__Page text__:
____

Axial T1 and T2-weighted MRI images of case-one, showing a periventricular rim (hyper intense in T1 and hypo intense in T2) and predominant frontal white matter involvement with subependymal cysts

The diagnosis of AD was confirmed by genetic analysis, which revealed a heterozygous mutation of p.Arg239His in the exon 4 of GFAP gene.

A 5.5 year-old boy was referred to our hospital for evaluation of developmental regression and seizures. He was the third child of healthy and consanguineous parents, born at term by elective cesarean section after an uneventful pregnancy. His birth weight was 3 Kg, HC at birth was not determined. Family history was unremarkable. At the age of 6 months he had developmental delay and was not able to partial weight bearing. Following the DPT vaccination seizures started and thereafter developmental regression occurred. Significant findings in physical examination were macrocephly (HC 51cm) and spasticity. Laboratory tests similar to the first patient, were all within normal limit. As in case 1, brain MRI showed four of the five diagnostic criteria of AD described by van der Knapp et al in year 2001 (Fig. 2). Genetic study revealed a heterozygous mutation of p.Arg79His in the exon 1 of GFAP gene.

Fig. 2

Axial T1 and T2-weighted MRI images of case-two, showing a periventricular rim (hyper intense in T1 and hypo intense in T2) and predominant frontal white matter involvement

According to the age of onset our two cases were the infantile type. MRI findings were compatible with four of the five criteria of van der Knapp et al (2001)[1, 8] for the diagnosis of AD. Based on following criteria, AD diagnosis in our patients was wstablished.

Periventricular rim (high signal on T1 and low signal on T2-weighted images.

Extensive white matter abnormalities predominantly of frontal lobe and cystic degeneration of anterior deep periventricular white matter (Figs 1 and 2).

Abnormalities of the basal ganglia and thalami.

Brain stem abnormalities especially involving the mid brain area.

____

__Your assignment__: Extend the case report on the two children past its last line, "Brain stem abnormalities especially involving the mid brain area."

Referring expression data
____

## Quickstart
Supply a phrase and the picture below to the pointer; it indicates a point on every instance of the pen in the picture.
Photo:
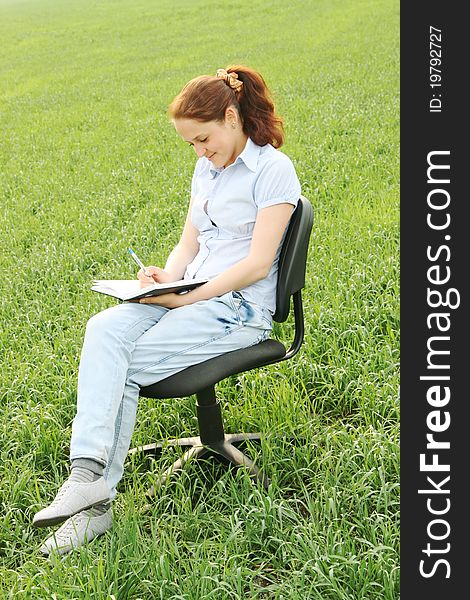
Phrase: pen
(139, 262)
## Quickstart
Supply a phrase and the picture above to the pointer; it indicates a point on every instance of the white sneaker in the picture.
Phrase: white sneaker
(77, 530)
(72, 498)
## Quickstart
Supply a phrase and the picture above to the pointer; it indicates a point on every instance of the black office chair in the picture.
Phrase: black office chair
(201, 379)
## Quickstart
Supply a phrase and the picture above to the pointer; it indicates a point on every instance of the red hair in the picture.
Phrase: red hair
(206, 98)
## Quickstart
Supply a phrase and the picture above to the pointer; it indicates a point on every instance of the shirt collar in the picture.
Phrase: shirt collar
(249, 155)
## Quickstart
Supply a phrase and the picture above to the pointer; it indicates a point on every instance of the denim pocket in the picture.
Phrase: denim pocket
(250, 314)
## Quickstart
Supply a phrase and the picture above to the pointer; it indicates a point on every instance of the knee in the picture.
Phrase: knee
(103, 322)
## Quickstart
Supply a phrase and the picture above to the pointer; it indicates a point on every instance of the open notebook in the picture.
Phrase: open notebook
(130, 289)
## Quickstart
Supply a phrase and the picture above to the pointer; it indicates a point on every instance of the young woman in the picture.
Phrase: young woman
(243, 193)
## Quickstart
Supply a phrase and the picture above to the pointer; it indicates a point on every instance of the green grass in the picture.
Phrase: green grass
(90, 165)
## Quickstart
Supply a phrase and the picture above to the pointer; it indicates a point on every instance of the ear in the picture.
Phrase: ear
(231, 115)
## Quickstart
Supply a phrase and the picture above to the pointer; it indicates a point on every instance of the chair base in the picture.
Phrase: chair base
(224, 448)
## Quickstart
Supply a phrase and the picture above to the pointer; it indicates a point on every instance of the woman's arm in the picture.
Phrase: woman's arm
(179, 258)
(270, 225)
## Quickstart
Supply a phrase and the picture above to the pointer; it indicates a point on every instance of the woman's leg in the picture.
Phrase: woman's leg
(107, 349)
(183, 337)
(108, 346)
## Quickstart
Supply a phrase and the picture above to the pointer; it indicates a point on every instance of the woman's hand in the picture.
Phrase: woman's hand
(157, 276)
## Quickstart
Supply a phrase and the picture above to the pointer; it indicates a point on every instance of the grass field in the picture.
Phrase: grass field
(90, 165)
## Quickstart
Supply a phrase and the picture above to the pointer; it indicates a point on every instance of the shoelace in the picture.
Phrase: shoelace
(60, 493)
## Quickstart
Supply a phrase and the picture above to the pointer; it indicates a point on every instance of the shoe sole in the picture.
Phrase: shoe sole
(47, 522)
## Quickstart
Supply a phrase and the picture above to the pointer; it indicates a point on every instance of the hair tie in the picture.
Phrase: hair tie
(231, 79)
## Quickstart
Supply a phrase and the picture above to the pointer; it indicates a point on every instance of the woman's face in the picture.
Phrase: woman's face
(218, 141)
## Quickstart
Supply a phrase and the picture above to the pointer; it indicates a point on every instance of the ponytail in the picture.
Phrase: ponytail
(206, 98)
(260, 121)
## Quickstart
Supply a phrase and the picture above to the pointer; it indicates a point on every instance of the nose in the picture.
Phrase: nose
(199, 149)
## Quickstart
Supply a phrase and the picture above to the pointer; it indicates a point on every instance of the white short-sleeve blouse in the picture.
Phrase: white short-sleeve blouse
(225, 204)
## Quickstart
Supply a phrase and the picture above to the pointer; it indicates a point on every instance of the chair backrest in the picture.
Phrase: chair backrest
(293, 258)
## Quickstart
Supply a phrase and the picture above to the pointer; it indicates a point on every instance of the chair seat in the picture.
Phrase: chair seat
(208, 373)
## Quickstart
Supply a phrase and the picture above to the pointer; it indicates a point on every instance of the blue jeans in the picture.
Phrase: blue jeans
(132, 345)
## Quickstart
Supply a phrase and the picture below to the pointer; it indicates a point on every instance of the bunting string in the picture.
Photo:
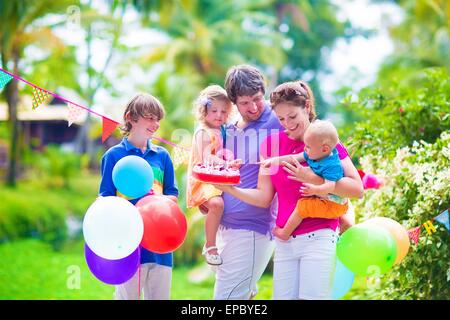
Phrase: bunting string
(40, 94)
(414, 233)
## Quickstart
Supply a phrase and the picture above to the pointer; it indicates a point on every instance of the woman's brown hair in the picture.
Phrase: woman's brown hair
(142, 105)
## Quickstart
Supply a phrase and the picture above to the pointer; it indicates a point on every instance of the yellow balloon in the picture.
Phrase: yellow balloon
(397, 231)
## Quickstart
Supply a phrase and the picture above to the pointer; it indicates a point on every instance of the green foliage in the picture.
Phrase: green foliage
(399, 115)
(421, 40)
(54, 166)
(416, 189)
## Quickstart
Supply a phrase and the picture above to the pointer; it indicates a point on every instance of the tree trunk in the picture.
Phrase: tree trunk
(12, 98)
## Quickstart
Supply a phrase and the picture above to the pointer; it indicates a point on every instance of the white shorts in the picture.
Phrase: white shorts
(245, 255)
(155, 281)
(304, 266)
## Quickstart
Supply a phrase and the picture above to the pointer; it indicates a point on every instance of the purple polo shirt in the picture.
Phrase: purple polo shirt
(245, 143)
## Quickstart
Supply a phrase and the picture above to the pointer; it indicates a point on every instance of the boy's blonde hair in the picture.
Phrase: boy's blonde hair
(205, 99)
(142, 105)
(325, 131)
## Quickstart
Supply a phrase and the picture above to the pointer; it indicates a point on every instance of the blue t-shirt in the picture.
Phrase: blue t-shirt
(245, 145)
(329, 168)
(164, 182)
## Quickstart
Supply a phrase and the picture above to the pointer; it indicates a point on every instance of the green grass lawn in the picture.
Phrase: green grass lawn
(31, 269)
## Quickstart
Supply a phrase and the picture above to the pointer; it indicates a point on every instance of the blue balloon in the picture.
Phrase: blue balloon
(343, 280)
(112, 271)
(133, 176)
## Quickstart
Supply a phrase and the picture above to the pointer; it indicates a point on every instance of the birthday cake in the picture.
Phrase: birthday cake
(216, 174)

____

__Answer space__:
Discussion

Prior to availability of the molecular genetic analysis of AD, only genetic demonstration of Rosenthal fibers in astrocytes of brain specimen was able to confirm the studies[3, 8]. We used GFAP gene mutation analysis for confirmation of our clinical diagnosis. Genetic tests revealed heterozygous mutation in exons 4 and 1 of GFAP gene. In two large studies on the infantile type of AD by Brenner et al, 2007 and Rodriguez et al, 2001[7] (collectively 28 patients), GFAP mutations were detected in 93% of patients by amplification of only exons 1, 4, and 8.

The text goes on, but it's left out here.